◆ Point labeling samples ◆
#####

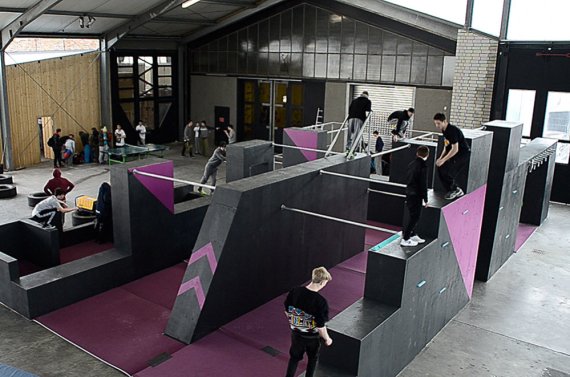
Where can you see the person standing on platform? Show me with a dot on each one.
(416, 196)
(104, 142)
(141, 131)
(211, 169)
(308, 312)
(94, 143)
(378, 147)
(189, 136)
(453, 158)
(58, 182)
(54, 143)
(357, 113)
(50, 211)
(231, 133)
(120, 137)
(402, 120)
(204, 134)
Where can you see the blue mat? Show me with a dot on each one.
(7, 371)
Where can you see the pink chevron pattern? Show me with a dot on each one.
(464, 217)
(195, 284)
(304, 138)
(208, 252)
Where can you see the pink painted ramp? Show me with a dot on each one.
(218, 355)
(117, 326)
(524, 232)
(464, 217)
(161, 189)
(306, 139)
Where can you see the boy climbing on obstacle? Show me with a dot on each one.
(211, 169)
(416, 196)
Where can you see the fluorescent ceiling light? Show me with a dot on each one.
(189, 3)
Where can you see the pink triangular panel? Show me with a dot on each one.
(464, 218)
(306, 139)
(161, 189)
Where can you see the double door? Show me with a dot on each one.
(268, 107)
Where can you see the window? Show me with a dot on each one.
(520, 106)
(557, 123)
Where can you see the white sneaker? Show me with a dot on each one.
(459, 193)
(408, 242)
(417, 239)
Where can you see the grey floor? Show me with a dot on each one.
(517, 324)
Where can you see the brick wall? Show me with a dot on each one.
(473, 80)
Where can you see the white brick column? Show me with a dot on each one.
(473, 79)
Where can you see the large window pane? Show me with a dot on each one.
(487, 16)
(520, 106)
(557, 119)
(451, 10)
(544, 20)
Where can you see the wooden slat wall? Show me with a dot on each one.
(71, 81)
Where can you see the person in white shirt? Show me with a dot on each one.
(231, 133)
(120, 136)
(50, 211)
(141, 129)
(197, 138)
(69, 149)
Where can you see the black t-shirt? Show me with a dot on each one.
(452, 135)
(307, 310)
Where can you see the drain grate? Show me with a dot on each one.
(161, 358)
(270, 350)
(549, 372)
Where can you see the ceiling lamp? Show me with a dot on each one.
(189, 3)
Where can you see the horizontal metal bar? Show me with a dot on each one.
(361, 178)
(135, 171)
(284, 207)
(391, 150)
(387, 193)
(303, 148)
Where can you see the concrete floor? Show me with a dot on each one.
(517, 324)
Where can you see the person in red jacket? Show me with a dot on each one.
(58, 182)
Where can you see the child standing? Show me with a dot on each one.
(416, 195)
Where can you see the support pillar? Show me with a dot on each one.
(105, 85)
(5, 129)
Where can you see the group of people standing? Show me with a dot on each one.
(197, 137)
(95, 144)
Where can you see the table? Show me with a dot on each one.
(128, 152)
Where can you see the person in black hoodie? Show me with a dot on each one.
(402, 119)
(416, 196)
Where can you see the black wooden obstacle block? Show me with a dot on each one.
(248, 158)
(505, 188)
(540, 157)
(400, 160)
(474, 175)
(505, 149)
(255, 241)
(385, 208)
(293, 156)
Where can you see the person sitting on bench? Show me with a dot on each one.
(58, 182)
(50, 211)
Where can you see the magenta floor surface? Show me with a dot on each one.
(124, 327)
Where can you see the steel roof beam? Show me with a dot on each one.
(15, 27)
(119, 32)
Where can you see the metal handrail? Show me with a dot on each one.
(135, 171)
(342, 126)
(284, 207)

#####

◆ EXERCISE OBJECTIVE ◆
Rewrite the material above with every "a dot" changed to "a marker" and nothing else altered. Omit the pictures.

◆ THE OUTPUT ◆
Where can you see the person standing on platform? Show me with a marker on each one.
(416, 196)
(104, 142)
(141, 131)
(211, 169)
(308, 312)
(94, 143)
(378, 147)
(189, 136)
(453, 158)
(58, 182)
(54, 143)
(357, 113)
(50, 211)
(231, 133)
(120, 137)
(402, 120)
(204, 134)
Where can you see the blue mat? Show me with a marker on each one.
(7, 371)
Where can you see the pink chevron pattern? Show me with a marker on each one.
(464, 217)
(195, 284)
(304, 138)
(208, 252)
Where can you see the pink painted ramp? Show me with a marker on each one.
(218, 355)
(117, 326)
(524, 232)
(464, 217)
(161, 189)
(306, 139)
Where can you see the boy climbing on obstacle? Show me with a marker on each one.
(211, 169)
(416, 196)
Where can you see the fluorescent ceiling light? Show me with a marker on each one.
(189, 3)
Where can you see the pink triangular panel? Show me with a marker on each one.
(464, 218)
(306, 139)
(161, 189)
Where can you see the double door? Show me with a marker on each one.
(268, 107)
Where can you see the window? Show me with a marker on each one.
(520, 106)
(557, 123)
Where can you see the white sneaker? Show me with a marker on each one.
(459, 193)
(408, 242)
(417, 239)
Where can you see the grey floor? Show me with a marker on each one.
(517, 324)
Where can you see the brick wall? Show me with a marker on each one.
(473, 80)
Where can you see the white brick column? Show me with a marker on each one.
(473, 79)
Where can you see the large window pane? Show me with a marker on each one.
(487, 16)
(520, 106)
(557, 119)
(451, 10)
(544, 20)
Where can you see the wooden slat wall? Show me with a marker on each one.
(71, 81)
Where can you see the person in white shirt? Show me with a marker on each one.
(231, 133)
(120, 136)
(50, 211)
(141, 129)
(197, 138)
(69, 149)
Where can you see the black t-shirt? Show me with a marker on each one.
(452, 135)
(307, 310)
Where can you see the drain grate? Show me with a marker on each one.
(161, 358)
(270, 350)
(549, 372)
Where can you see the ceiling lamp? Show me with a marker on each one.
(189, 3)
Where can you see the horizontal metal bar? Show me with a marker on each one.
(361, 178)
(135, 171)
(284, 207)
(391, 150)
(387, 193)
(303, 148)
Where can you see the concrete floor? Show me with a marker on each one.
(517, 324)
Where can you see the person in red jacket? Show me with a marker on each one.
(58, 182)
Where can you see the child standing? Show me with a marker on each one.
(416, 195)
Where can you see the support pillar? Show me with a marker on each one.
(105, 85)
(5, 129)
Where can you see the group of people standing? Show me with a marker on each one.
(197, 137)
(95, 144)
Where can you see the table? Show me with a marker on each one.
(128, 152)
Where can you see the person in black hoodie? Show me with a marker on each one.
(402, 119)
(416, 196)
Where can you see the black wooden obstacle block? Show me with a marker on each one.
(248, 158)
(505, 188)
(540, 157)
(400, 160)
(474, 175)
(505, 149)
(255, 241)
(385, 208)
(293, 156)
Where can you see the person sitting on bench? Show me with a marker on each one.
(58, 182)
(50, 211)
Where can you see the magenta floor surface? Show me with a marker on each one.
(124, 327)
Where can you see the steel roof beam? Show me with a marker on each one.
(15, 27)
(119, 32)
Where can you see the metal handrail? Show me with a marker on each one.
(135, 171)
(342, 126)
(284, 207)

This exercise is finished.